**What you will do:**
Continue the piece on the Bereen brothers' reopening of the Dublin restaurant Coppinger Row, starting right after its final sentence.

**Page extract:**
***

It takes a brave man – or two in this case – to open a restaurant in a year that saw more than 200 close across the country in its first four months. But the Restaurants Association of Ireland’s report in April hasn’t put the frighteners on brothers Marc and Conor Bereen, who will reopen the doors of their once enormously popular Dublin restaurant Coppinger Row on Friday. Bookings opened on July 11th, reflecting the brothers’ optimism that this one-time favourite haunt of locals and destination diners alike can reclaim its status in a neighbourhood that – despite the dark cloud of closures – is still buzzing with hip new haunts and long-time culinary favourites.
The restaurant, on the cobbled alleyway of the same name that connects Clarendon Street with South William Street in Dublin, first opened in 2009 and quickly gained the kind of “local treasure” status that often takes decades to earn. This was in large part down to that one intangible, which Coppinger Row (now renamed simply Coppinger) had buckets of: charm. Like its owners, it had a good-looking, laid-back vibe that was endearing and unpretentious. It ticked other boxes, too: a slick, slightly industrial interior with a fashionable open kitchen; a crowd-pleasing but considered menu of Mediterranean-inspired, Irish-influenced dishes; and an easy-going atmosphere that welcomed customers looking for a light bite as much as corporate tables of big spenders. Customers could graze or feast as they preferred.

***

**Record excerpts:**
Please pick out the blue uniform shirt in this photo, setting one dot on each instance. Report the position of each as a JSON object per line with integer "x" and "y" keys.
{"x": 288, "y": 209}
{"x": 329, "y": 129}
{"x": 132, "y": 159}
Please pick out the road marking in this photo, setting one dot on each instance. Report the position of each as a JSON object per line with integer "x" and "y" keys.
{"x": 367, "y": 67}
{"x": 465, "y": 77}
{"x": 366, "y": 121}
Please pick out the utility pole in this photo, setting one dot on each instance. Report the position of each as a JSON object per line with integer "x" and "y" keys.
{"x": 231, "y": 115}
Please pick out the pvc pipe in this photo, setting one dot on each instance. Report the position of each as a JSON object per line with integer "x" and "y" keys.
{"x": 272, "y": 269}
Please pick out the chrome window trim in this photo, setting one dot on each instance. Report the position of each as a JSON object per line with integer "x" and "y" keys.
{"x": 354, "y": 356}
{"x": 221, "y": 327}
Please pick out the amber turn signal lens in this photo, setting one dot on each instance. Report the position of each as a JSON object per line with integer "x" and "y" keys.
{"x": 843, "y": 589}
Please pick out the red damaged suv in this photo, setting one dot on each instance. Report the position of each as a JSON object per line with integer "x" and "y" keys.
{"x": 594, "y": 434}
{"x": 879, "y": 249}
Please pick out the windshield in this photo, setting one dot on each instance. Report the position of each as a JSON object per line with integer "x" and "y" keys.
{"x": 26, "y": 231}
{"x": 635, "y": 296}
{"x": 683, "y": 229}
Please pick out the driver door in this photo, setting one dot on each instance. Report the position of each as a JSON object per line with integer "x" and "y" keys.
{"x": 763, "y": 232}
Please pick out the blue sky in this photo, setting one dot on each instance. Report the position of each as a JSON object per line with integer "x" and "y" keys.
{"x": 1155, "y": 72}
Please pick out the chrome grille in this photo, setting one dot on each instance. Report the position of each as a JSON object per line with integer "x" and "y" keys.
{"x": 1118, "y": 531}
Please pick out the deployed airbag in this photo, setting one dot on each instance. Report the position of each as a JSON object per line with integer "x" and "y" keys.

***

**Response to this exercise:**
“It was important to us that Coppinger Row had an open door,” says Marc, the older of the two brothers by 18 months. “We wanted everybody, regardless of their budget, to feel welcome, and I think that’s something we did really well.” Conor agrees: “The spend may not be great on a table with two friends enjoying a couple of cocktails, but that was an important part of what we wanted to create. Dining out is about the collective.” Such was the restaurant’s success that alongside the girl gangs, couples and corporates who flocked there daily came a celebrity clientele: U2, George Clooney and Beyoncé to name a few. As Conor says, “It hit a lot of the right tones.”
Opening any restaurant is a risk but we knew we had local support and that the model worked
As the sons of a psychiatrist and an actor who loved to entertain, the brothers undoubtedly inherited a lot of the basic know-how needed to navigate the knotty emotional and practical challenges of running a restaurant. It’s a performative business, requiring keen people-management skills. Given their own qualifications and experience – Marc spent two years at the Gaiety School of Acting and has been immersed in the hospitality industry since his student days; and Conor is a graduate in fine art from Central Saint Martins in London, a former professional model and an accomplished artist – you might wonder what could possibly have gone wrong for a restaurant that had successfully weathered a recession and a pandemic.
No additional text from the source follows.